*Written instruction A*. Count how many lines of the listing contain the string "dark". Case matters, and the reply should be only the number.

*Supplied text*.
————————
For a complete list of available options, please see the `opts.lua` file or run `th main.lua --help` in the command line.

## Data loading benchmark comparison

For most datasets, loading the necessary metadata (filenames, labels, etc.) from disk should carry a very small, almost  insignificant overhead compared to loading metadata from memory.

To showcase this, some scripts under `benchmark/` for the ImageNet ILSVRC2012 and Cifar10 datasets are available for benchmarking this. Here it is used the average time for 1000 data fetches with `batchsize=128` and `nThreads=4`.

The `train` scores use more data augmentation preprocessing compared to the `test` scores which uses less data augmentation techniques.

Dataset | train | test

--- | --- | ---

Cifar10 *(disk)* | 0.01509s | 0.00953s

Cifar10 *(ram)* | **0.00772s**  | **0.00557s**

ILSVRC2012 *(disk)* | 0.34635 | **0.35729**

ILSVRC2012 *(ram)* | **0.34553** | 0.36107

> Note: This tests were done using a 6-core Intel(R) Core(TM) i7-4790K CPU @ 4.00GHz, 32GB ram, 2TB SSHD and Ubuntu 14.04. Note that the overhead is very small when using datasets with bigger images like the Imagenet, meaning that the overhead can be hidden by using enough cores or a faster disk.

## Code Description

- `main.lua` (~250 lines) - Script using torchnet's api for training and testing a network over ImageNet.

- `utils.lua` (~125 lines) - Multi-gpu functions for loading/storing/setting a model.
————————
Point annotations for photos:
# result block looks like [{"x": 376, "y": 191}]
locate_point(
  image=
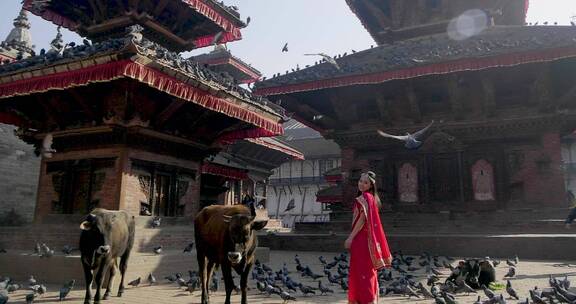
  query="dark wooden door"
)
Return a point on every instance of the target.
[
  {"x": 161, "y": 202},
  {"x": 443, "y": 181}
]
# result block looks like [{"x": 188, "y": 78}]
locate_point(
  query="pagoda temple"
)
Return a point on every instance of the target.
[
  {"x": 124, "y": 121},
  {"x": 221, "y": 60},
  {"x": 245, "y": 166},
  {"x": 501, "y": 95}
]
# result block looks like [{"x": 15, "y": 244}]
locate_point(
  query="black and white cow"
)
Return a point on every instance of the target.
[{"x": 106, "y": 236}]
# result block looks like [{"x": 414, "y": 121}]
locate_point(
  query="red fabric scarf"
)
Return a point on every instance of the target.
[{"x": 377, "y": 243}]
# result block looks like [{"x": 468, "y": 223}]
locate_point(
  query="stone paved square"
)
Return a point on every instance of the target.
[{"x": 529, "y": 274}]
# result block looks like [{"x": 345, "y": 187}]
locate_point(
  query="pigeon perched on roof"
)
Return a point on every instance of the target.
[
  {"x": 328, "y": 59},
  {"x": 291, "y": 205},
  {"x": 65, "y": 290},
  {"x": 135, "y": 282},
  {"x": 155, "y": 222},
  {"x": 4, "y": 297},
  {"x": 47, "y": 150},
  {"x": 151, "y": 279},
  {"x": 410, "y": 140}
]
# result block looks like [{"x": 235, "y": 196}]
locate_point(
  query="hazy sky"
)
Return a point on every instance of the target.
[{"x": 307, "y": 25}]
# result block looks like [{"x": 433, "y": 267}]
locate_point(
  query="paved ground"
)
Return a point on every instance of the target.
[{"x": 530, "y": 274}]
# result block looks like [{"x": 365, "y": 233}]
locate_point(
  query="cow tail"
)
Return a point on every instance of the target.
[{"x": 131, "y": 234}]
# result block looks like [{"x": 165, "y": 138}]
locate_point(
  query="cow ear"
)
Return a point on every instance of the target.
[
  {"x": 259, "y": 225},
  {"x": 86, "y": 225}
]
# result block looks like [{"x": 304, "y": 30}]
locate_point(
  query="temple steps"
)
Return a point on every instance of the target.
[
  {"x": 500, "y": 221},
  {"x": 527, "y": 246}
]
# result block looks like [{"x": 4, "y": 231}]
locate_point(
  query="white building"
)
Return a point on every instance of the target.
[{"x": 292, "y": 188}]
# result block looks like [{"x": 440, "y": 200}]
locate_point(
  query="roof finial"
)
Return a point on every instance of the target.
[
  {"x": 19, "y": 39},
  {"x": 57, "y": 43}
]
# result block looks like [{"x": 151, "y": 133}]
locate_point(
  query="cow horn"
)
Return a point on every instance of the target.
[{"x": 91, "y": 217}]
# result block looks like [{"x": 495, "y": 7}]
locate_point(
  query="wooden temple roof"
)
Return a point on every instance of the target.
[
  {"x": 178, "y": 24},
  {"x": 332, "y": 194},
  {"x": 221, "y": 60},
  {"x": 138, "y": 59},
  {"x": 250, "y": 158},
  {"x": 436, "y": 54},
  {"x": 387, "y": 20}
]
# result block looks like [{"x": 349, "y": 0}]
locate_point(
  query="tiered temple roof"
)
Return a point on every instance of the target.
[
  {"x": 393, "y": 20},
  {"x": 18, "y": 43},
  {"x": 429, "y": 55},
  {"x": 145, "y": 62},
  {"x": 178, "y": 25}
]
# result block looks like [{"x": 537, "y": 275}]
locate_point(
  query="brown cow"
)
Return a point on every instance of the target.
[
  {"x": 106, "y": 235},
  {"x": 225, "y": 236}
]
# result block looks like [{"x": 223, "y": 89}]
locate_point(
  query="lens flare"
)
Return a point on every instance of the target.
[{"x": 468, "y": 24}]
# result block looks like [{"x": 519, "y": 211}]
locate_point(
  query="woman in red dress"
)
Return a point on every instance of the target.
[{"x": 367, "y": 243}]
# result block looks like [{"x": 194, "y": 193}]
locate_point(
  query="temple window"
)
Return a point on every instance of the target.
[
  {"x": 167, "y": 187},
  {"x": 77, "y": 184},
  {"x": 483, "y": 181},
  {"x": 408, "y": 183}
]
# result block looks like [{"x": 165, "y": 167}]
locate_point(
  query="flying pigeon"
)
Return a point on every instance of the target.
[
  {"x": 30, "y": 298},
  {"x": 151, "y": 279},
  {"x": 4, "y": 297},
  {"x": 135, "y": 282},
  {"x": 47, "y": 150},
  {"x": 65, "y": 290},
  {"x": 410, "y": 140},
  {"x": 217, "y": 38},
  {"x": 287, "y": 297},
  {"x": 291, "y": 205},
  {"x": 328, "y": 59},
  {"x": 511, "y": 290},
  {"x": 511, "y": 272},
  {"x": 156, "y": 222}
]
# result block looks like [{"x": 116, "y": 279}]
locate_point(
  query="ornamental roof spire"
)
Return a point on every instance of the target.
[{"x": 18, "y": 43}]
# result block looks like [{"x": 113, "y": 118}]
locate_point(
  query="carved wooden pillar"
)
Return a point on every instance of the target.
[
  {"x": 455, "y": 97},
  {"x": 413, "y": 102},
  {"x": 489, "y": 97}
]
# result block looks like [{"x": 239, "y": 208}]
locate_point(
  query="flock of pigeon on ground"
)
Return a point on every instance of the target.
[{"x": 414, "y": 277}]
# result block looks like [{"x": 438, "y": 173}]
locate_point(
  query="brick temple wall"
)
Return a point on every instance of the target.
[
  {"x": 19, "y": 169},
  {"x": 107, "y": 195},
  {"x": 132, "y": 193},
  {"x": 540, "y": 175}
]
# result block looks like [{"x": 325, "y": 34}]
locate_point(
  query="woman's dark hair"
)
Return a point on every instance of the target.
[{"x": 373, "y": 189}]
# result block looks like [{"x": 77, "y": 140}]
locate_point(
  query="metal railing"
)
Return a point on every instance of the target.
————————
*Written instruction B*. Pick up the text on the torchnet ImageNet training code right after its last line and keep writing it.

*Exercise response A*. 2

*Exercise response B*.
- `transforms.lua` (~500 lines) - Data augmentation functions, mostly derived from [here](https://github.com/facebook/fb.resnet.torch/blob/master/datasets/transforms.lua) and [here](https://github.com/NVIDIA/DIGITS/pull/777).

- `configs.lua` (~200 lines) - Setup configurations (options, model, logger, etc.)

- `statistics.lua` (~100 lines) - Computes the dataset's mean/std statistics for 10000 samples and stores it to `./cache` dir.

- `model.lua` (~40 lines) - Creates/Loads a model from training/testing.

- `data.lua` (~110 lines) - Contains the methods to featch/load data of the available datasets.

## License

MIT license (see the LICENSE file)

## Disclamer

This code has been inpired on torchnet's [mnist training example](https://github.com/torchnet/torchnet/blob/master/example/mnist.lua), soumith's [multi-gpu ImageNet training code](https://github.com/soumith/imagenet-multiGPU.torch) and @karandwivedi42 [multigpu-torchnet](https://github.com/karandwivedi42/imagenet-multiGPU.torchnet).